--- start ---

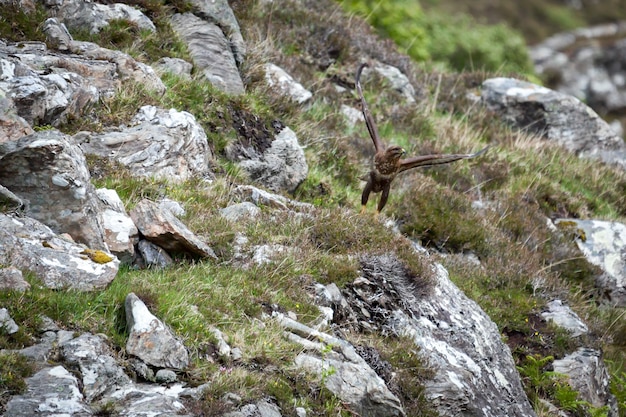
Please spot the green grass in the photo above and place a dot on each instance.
(522, 182)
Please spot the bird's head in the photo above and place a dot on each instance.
(395, 152)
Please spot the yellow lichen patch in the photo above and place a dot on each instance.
(97, 256)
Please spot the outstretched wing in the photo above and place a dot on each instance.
(436, 159)
(369, 120)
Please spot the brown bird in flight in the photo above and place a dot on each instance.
(388, 161)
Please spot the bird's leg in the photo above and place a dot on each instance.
(366, 195)
(383, 198)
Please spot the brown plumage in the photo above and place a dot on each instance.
(388, 161)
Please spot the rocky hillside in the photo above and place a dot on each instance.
(180, 185)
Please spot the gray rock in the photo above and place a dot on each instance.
(220, 13)
(120, 233)
(162, 228)
(277, 77)
(588, 375)
(161, 143)
(49, 173)
(238, 211)
(210, 52)
(604, 244)
(150, 340)
(11, 278)
(7, 324)
(44, 88)
(351, 379)
(353, 116)
(100, 372)
(564, 317)
(175, 66)
(174, 206)
(85, 15)
(9, 201)
(153, 255)
(556, 116)
(51, 392)
(141, 400)
(281, 167)
(475, 374)
(165, 376)
(12, 125)
(586, 63)
(264, 254)
(29, 245)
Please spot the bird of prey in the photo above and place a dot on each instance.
(388, 160)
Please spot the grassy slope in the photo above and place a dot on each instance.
(523, 180)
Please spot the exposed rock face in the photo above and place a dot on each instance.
(160, 143)
(353, 380)
(564, 317)
(12, 279)
(588, 375)
(165, 230)
(474, 371)
(120, 233)
(49, 173)
(85, 15)
(276, 76)
(210, 51)
(150, 340)
(604, 244)
(91, 355)
(12, 125)
(32, 246)
(281, 167)
(587, 63)
(220, 13)
(556, 116)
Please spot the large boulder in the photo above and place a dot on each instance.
(604, 245)
(280, 167)
(587, 63)
(220, 13)
(474, 372)
(162, 227)
(49, 173)
(210, 51)
(556, 116)
(93, 17)
(160, 143)
(150, 340)
(586, 373)
(28, 245)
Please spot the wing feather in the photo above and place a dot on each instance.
(436, 159)
(369, 120)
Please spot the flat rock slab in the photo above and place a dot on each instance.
(30, 245)
(162, 228)
(49, 173)
(604, 245)
(159, 143)
(51, 392)
(556, 116)
(210, 51)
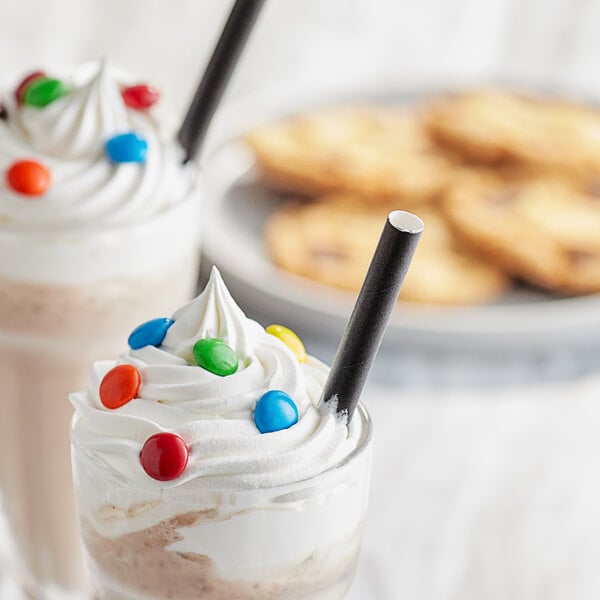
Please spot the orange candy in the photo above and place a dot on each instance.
(28, 177)
(119, 386)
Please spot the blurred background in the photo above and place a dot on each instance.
(486, 470)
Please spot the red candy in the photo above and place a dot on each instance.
(119, 386)
(140, 97)
(164, 456)
(28, 177)
(23, 85)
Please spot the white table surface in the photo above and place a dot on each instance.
(488, 494)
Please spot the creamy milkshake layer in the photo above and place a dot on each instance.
(249, 453)
(99, 153)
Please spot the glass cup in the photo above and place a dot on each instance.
(67, 298)
(299, 541)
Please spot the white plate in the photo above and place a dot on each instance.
(237, 206)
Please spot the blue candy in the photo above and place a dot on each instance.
(151, 333)
(274, 411)
(127, 147)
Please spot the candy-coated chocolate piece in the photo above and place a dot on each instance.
(28, 177)
(127, 147)
(164, 456)
(43, 91)
(150, 333)
(140, 96)
(214, 355)
(290, 339)
(274, 411)
(119, 386)
(25, 82)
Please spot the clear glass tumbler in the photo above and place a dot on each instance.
(68, 297)
(294, 542)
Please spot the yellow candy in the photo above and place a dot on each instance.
(290, 339)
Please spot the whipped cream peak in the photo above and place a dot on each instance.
(213, 414)
(213, 314)
(76, 125)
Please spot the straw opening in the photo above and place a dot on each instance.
(405, 221)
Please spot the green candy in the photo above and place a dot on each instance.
(215, 356)
(43, 91)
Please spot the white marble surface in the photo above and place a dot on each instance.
(476, 494)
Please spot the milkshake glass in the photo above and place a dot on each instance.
(239, 510)
(105, 244)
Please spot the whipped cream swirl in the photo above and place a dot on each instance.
(214, 414)
(68, 136)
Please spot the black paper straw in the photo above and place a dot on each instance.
(217, 74)
(372, 311)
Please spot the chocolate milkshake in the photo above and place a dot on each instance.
(98, 230)
(205, 466)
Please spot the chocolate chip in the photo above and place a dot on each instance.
(579, 257)
(594, 189)
(503, 198)
(328, 254)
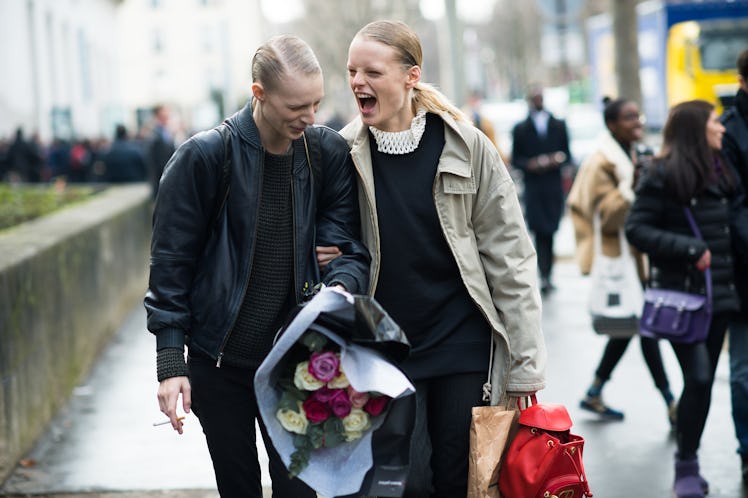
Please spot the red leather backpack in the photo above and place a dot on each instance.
(544, 459)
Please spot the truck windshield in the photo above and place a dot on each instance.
(719, 47)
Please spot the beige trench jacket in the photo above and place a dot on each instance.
(597, 188)
(482, 221)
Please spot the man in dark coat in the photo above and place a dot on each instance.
(735, 150)
(160, 146)
(540, 148)
(124, 161)
(25, 159)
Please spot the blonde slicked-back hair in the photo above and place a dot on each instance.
(282, 55)
(405, 41)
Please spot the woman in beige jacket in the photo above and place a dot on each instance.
(452, 261)
(604, 186)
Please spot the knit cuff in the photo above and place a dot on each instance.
(170, 363)
(626, 192)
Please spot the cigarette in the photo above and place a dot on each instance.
(164, 422)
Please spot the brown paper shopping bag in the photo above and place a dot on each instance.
(491, 429)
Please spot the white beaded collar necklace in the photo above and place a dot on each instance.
(401, 142)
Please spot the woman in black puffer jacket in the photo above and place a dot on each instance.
(690, 173)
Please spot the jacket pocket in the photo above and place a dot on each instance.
(454, 184)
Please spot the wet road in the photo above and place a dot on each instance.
(103, 443)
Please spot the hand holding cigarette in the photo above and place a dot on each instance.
(167, 421)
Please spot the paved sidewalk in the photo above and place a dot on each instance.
(103, 444)
(104, 440)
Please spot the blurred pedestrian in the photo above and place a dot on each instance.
(540, 148)
(124, 161)
(429, 180)
(160, 145)
(232, 255)
(690, 173)
(473, 111)
(603, 188)
(24, 160)
(735, 150)
(81, 161)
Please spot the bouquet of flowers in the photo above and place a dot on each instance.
(318, 404)
(328, 386)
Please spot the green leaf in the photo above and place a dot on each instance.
(333, 439)
(334, 425)
(290, 401)
(316, 435)
(299, 461)
(314, 341)
(290, 389)
(301, 442)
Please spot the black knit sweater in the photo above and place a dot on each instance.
(267, 299)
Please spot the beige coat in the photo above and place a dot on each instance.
(482, 222)
(603, 183)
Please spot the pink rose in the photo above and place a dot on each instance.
(358, 400)
(324, 394)
(315, 410)
(376, 406)
(340, 404)
(324, 366)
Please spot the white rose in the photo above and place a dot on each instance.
(339, 382)
(356, 421)
(352, 435)
(293, 421)
(304, 380)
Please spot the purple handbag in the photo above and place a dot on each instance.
(675, 315)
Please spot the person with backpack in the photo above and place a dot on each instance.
(239, 211)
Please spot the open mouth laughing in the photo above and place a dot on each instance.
(366, 102)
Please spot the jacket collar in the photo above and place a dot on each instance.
(246, 126)
(455, 157)
(613, 152)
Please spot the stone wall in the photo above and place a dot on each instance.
(67, 280)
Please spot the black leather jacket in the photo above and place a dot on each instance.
(201, 255)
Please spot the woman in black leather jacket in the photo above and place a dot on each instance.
(239, 211)
(691, 173)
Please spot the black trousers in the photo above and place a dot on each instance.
(544, 248)
(440, 443)
(650, 350)
(698, 363)
(224, 401)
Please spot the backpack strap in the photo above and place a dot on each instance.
(225, 185)
(313, 151)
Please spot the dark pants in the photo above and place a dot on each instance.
(441, 438)
(544, 248)
(224, 401)
(698, 362)
(650, 350)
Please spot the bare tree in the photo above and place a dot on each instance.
(513, 39)
(626, 49)
(330, 26)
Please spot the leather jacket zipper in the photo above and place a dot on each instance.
(293, 239)
(251, 258)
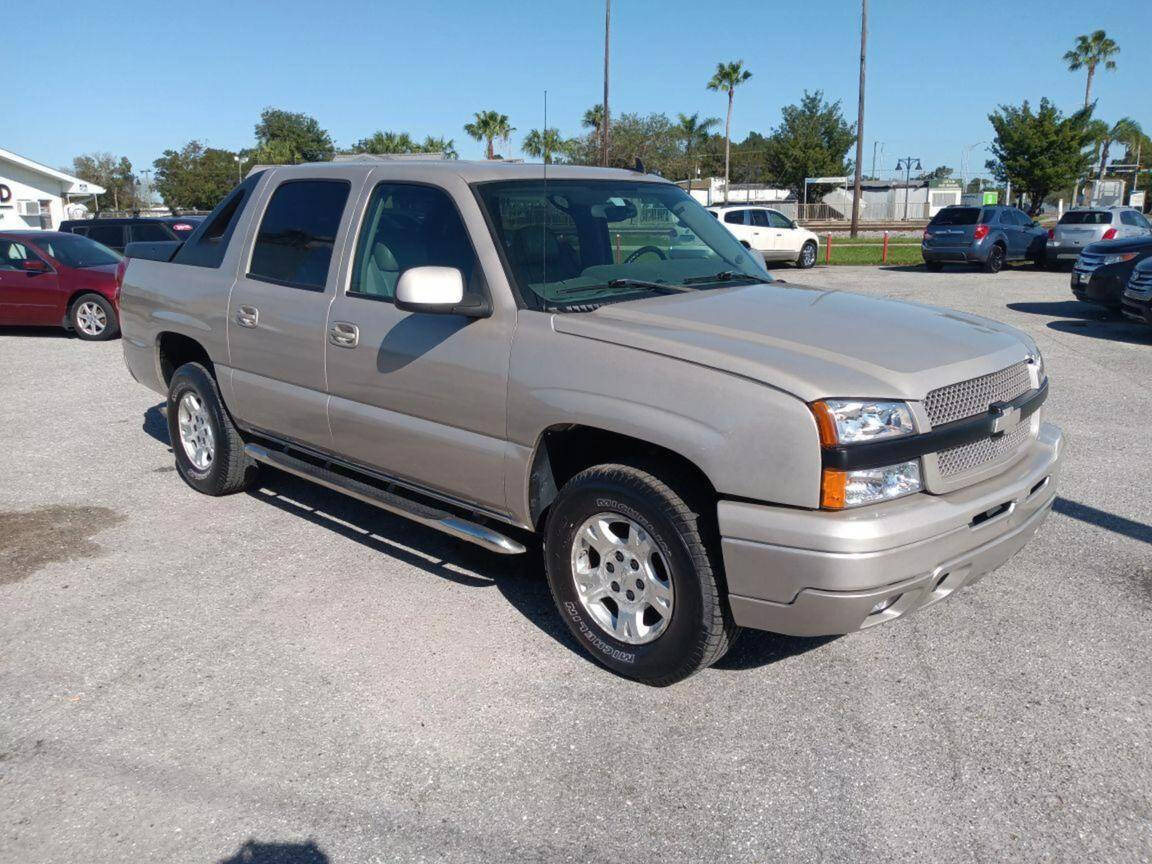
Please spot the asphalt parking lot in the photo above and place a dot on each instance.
(288, 675)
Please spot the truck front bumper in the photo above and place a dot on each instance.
(815, 573)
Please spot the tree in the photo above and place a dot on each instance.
(487, 127)
(695, 133)
(544, 145)
(1040, 150)
(727, 77)
(286, 137)
(593, 120)
(114, 174)
(195, 177)
(1090, 52)
(812, 141)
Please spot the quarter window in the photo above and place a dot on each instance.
(408, 226)
(298, 232)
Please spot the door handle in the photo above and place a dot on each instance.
(248, 316)
(343, 334)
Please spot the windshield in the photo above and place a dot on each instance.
(956, 215)
(76, 251)
(1085, 217)
(576, 242)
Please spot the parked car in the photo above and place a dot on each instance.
(699, 447)
(1104, 268)
(1137, 298)
(1083, 226)
(52, 279)
(991, 236)
(771, 233)
(118, 233)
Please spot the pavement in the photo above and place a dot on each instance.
(290, 676)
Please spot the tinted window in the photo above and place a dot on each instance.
(1086, 217)
(408, 226)
(297, 233)
(956, 215)
(77, 251)
(111, 235)
(150, 233)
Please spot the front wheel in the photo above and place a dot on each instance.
(631, 576)
(93, 318)
(995, 260)
(806, 256)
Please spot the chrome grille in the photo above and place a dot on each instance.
(970, 398)
(969, 456)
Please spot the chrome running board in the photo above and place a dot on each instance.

--- end ---

[TO BE DONE] Reproduce everything from the line containing "Please spot the parked" down to the end of the material, switching each "chrome" to "silver" and leaving all other text unchanged.

[RESPONSE BELOW]
Please spot the parked car in the photo above and place a dot on each instance.
(699, 447)
(1104, 268)
(1137, 298)
(1083, 226)
(52, 279)
(991, 236)
(771, 233)
(118, 233)
Please spot the pavement in the photo above and place a dot on each instance.
(290, 676)
Please spot the tinted window in the photo above and place a dot on each instance.
(1086, 217)
(408, 226)
(297, 233)
(956, 215)
(77, 251)
(111, 235)
(150, 233)
Please spot the front wheel in the photo above and place a dot on each instance.
(631, 576)
(93, 318)
(995, 260)
(806, 256)
Please spot the silver grille in the photo above and place a dot on each instance.
(970, 398)
(969, 456)
Please spot the silver running board in the photo above and place a dot on each instance.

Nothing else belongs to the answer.